_Problema planteado 1:_ Extrae cada línea de los registros que contenga la palabra "forest", teniendo en cuenta mayúsculas y minúsculas.
##### Fragmento de texto
Laicidad francesa versus secularismo estadounidense
Cuando los estadounidenses analizan las prohibiciones de la vestimenta religiosa en Francia, deberían recordar el contexto histórico y social más amplio, y que la laicidad sigue siendo una respuesta decididamente francesa a los problemas universales

El 31 de agosto de 2023, el Ministerio de Educación, Juventud y Deportes de Francia emitió una declaración titulada “Respeto de los valores republicanos” ( Respect des Valeurs de la République), prohibiendo a los alumnos llevar la abaya en las escuelas públicas de todo el territorio nacional.
La abaya, también llamada qamis, forma parte de la vestimenta tradicional de Oriente Medio que se ha vuelto cada vez más popular en los últimos años entre la población musulmana de Francia. A pesar de no ser una prenda religiosa per se, a diferencia, por ejemplo, del velo islámico (hiyab), la declaración estimó que el qamis todavía “manifiesta ostensiblemente una afiliación religiosa” en el contexto francés y, por lo tanto, declaró que “no puede tolerarse” en las escuelas públicas.
Desde entonces, la medida ha sido reivindicada en dos ocasiones por sentencias del Consejo de Estado, el tribunal administrativo de mayor rango de Francia, encargado de resolver los conflictos entre el Estado y sus electores. La aprobación del tribunal se basó en el artículo L-141-5-1 del Código de Educación, materialización de la ya famosa ley del 15 de marzo de 2004, que prohibió cualquier «signo o vestimenta mediante el cual los alumnos manifiesten ostensiblemente una afiliación religiosa».
Además, las encuestas mostraron que la decisión contó con el apoyo de nada menos que el 81% de la población francesa, lo que añadió un carácter plebiscitario a la legalidad. Todo esto podría parecer, a primera vista, nada menos que tiranía para la mentalidad estadounidense común. El lector informado probablemente lo percibiría como una confirmación más de la tendencia antiliberal en el corazón del secularismo francés, mientras que quienes aún no estuvieran familiarizados con la gestión del pluralismo religioso en Francia se sorprenderían ante lo que solo podrían reconocer como una violación de la sagrada libertad de expresar y practicar su religión.
Buscando explicaciones, podrían recordar que, después de todo, la Revolución Francesa estuvo plagada desde el principio de tendencias antirreligiosas; que los comuneros secuestraron y ejecutaron a sacerdotes, al igual que Robespierre guillotinó a los carmelitas; y que el propio Tocqueville opuso a los religiosos, pero «libres e ilustrados» Estados Unidos a una República Francesa amenazada por la «incredulidad» y víctima de la «estupidez y la ignorancia». De hecho, a pesar de que Francia fue uno de los primeros países que, al igual que Estados Unidos, consolidó el secularismo en su constitución, desde finales del siglo XVIII, muchos han percibido y representado esta versión francesa del secularismo como inherentemente opuesta a la concepción estadounidense de la libertad religiosa, tal como se define en la Primera Enmienda.
##########
##### Datos de entrada
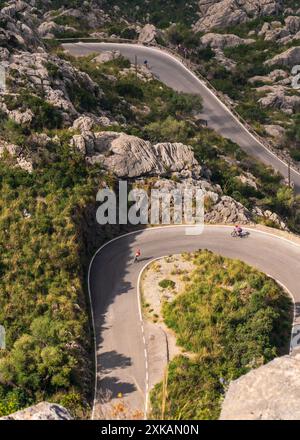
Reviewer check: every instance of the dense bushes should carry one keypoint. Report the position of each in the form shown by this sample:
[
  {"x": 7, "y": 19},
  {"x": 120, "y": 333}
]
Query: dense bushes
[
  {"x": 42, "y": 304},
  {"x": 230, "y": 318}
]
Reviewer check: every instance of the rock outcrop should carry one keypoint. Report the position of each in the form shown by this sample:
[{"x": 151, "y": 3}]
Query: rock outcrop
[
  {"x": 289, "y": 58},
  {"x": 130, "y": 156},
  {"x": 270, "y": 392},
  {"x": 277, "y": 97},
  {"x": 148, "y": 34},
  {"x": 220, "y": 41},
  {"x": 41, "y": 411},
  {"x": 216, "y": 14}
]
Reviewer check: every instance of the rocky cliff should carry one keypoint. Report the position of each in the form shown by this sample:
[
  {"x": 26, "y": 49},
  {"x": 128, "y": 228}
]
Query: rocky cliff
[
  {"x": 271, "y": 392},
  {"x": 41, "y": 411}
]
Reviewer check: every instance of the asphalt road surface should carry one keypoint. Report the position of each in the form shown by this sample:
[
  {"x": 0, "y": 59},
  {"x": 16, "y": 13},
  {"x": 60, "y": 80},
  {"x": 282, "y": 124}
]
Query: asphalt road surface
[
  {"x": 121, "y": 349},
  {"x": 173, "y": 73}
]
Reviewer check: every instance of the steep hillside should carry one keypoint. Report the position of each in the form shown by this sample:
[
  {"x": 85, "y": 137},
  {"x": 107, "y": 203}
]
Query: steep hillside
[{"x": 66, "y": 127}]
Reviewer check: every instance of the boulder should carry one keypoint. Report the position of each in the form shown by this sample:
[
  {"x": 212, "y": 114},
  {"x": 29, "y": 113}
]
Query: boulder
[
  {"x": 41, "y": 411},
  {"x": 148, "y": 34},
  {"x": 270, "y": 392},
  {"x": 49, "y": 29},
  {"x": 130, "y": 156},
  {"x": 277, "y": 98},
  {"x": 89, "y": 122},
  {"x": 219, "y": 41},
  {"x": 289, "y": 58},
  {"x": 228, "y": 210},
  {"x": 275, "y": 131},
  {"x": 108, "y": 55},
  {"x": 225, "y": 13}
]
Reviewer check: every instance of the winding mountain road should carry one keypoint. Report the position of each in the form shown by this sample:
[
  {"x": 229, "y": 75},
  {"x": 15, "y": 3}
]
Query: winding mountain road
[
  {"x": 122, "y": 341},
  {"x": 173, "y": 73},
  {"x": 121, "y": 337}
]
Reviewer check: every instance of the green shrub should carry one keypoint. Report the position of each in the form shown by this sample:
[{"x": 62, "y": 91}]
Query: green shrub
[
  {"x": 230, "y": 318},
  {"x": 167, "y": 284}
]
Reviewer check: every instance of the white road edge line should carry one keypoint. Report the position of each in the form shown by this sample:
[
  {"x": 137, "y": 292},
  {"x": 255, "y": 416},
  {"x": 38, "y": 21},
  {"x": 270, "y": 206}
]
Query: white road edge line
[
  {"x": 138, "y": 232},
  {"x": 138, "y": 291},
  {"x": 178, "y": 61}
]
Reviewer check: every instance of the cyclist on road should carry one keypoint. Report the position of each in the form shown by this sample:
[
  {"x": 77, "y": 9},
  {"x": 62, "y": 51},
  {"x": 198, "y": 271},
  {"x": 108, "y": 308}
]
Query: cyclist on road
[
  {"x": 238, "y": 230},
  {"x": 137, "y": 255}
]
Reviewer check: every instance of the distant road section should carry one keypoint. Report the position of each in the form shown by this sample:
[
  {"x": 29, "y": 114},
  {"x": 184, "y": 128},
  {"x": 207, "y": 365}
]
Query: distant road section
[{"x": 174, "y": 74}]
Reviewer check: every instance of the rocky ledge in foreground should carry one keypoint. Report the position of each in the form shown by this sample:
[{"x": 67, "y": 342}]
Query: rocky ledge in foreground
[
  {"x": 41, "y": 411},
  {"x": 270, "y": 392}
]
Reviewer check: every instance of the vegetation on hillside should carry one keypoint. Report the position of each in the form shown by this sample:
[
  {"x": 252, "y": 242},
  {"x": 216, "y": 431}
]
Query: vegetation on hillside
[
  {"x": 230, "y": 318},
  {"x": 43, "y": 301}
]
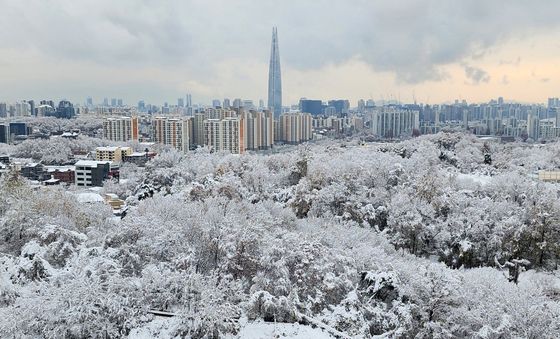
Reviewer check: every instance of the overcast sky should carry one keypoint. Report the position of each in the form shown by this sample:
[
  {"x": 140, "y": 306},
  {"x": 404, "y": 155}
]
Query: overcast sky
[{"x": 159, "y": 50}]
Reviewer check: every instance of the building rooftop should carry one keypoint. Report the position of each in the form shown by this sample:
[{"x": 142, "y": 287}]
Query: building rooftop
[
  {"x": 90, "y": 163},
  {"x": 107, "y": 149}
]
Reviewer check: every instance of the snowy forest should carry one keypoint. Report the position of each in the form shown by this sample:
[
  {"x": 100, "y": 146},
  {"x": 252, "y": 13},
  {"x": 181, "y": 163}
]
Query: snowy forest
[{"x": 440, "y": 236}]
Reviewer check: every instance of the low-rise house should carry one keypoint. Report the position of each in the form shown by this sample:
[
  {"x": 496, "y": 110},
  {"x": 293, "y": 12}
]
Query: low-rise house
[
  {"x": 92, "y": 173},
  {"x": 33, "y": 171}
]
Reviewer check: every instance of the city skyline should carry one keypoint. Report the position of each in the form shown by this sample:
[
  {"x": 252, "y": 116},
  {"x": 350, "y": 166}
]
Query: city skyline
[
  {"x": 275, "y": 77},
  {"x": 474, "y": 51}
]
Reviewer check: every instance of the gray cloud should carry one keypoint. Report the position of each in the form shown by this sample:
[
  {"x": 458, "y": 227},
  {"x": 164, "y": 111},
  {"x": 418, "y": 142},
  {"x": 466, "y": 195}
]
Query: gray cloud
[
  {"x": 412, "y": 39},
  {"x": 476, "y": 75}
]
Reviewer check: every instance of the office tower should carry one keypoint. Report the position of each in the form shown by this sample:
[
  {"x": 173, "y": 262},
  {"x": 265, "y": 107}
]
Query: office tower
[
  {"x": 44, "y": 111},
  {"x": 218, "y": 113},
  {"x": 91, "y": 173},
  {"x": 274, "y": 77},
  {"x": 295, "y": 128},
  {"x": 341, "y": 107},
  {"x": 198, "y": 129},
  {"x": 47, "y": 102},
  {"x": 313, "y": 107},
  {"x": 4, "y": 134},
  {"x": 172, "y": 132},
  {"x": 390, "y": 122},
  {"x": 259, "y": 127},
  {"x": 248, "y": 105},
  {"x": 22, "y": 109},
  {"x": 112, "y": 153},
  {"x": 121, "y": 129},
  {"x": 226, "y": 134},
  {"x": 18, "y": 128},
  {"x": 533, "y": 124}
]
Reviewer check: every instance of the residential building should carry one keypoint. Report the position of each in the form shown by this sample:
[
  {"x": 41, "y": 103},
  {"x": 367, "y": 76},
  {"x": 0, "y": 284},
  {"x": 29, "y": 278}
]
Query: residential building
[
  {"x": 139, "y": 158},
  {"x": 226, "y": 134},
  {"x": 33, "y": 171},
  {"x": 259, "y": 127},
  {"x": 314, "y": 107},
  {"x": 113, "y": 154},
  {"x": 274, "y": 77},
  {"x": 392, "y": 122},
  {"x": 92, "y": 173},
  {"x": 65, "y": 174},
  {"x": 295, "y": 128},
  {"x": 173, "y": 132},
  {"x": 121, "y": 129}
]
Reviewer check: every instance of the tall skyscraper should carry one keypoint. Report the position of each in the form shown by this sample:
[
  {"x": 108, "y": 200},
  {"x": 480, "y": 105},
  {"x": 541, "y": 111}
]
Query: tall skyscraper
##########
_Problema planteado 2:_ Vuelve a escribir, sin cambiar nada, todo lo que va desde "El 31 de agosto" hasta "el territorio nacional." en el texto de arriba sobre la laicidad francesa.

_Solución de la tarea 1:_
Reviewer check: every instance of the snowy forest should carry one keypoint. Report the position of each in the form shown by this sample:
Query: snowy forest

_Solución de la tarea 2:_
El 31 de agosto de 2023, el Ministerio de Educación, Juventud y Deportes de Francia emitió una declaración titulada “Respeto de los valores republicanos” ( Respect des Valeurs de la République), prohibiendo a los alumnos llevar la abaya en las escuelas públicas de todo el territorio nacional.